* _Stated goal_: Pick out and copy every line of the data below that contains the string "gable". Treat the match as case-sensitive.

>> START Supplied records

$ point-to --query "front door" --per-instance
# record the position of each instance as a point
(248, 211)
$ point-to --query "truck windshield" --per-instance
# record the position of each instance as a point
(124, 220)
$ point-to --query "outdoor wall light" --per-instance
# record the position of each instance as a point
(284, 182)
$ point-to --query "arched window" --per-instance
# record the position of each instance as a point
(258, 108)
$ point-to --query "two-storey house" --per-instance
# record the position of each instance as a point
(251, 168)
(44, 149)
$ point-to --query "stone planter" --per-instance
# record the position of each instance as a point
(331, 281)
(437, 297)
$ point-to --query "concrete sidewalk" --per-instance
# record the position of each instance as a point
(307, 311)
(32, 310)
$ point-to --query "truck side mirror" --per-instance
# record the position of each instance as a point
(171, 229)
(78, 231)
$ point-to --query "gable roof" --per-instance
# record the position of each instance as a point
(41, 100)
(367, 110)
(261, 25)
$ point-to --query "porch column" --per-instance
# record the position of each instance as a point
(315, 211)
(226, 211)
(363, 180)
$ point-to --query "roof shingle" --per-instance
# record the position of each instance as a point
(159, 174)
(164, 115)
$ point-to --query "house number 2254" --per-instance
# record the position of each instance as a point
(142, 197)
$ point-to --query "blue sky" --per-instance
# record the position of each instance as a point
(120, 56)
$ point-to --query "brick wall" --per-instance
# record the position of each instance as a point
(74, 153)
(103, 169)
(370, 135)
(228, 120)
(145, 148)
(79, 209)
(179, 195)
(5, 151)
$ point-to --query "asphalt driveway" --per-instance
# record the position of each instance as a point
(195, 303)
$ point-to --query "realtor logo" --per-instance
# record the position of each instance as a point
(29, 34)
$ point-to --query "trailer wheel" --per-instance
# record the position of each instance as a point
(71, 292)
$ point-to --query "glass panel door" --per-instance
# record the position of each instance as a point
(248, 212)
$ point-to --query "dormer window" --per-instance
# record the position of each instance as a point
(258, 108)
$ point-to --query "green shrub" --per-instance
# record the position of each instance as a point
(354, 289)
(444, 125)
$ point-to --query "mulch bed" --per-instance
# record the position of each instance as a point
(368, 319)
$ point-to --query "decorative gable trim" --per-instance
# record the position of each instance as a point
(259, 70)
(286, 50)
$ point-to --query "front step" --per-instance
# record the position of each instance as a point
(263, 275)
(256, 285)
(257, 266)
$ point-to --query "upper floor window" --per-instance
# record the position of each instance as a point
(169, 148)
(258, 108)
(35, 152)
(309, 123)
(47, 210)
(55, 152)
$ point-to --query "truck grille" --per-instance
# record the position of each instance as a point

>> END Supplied records

* _Answer for the task_:
$ point-to --query "gable roof" --per-instance
$ point-to --query "decorative gable trim" --per-instance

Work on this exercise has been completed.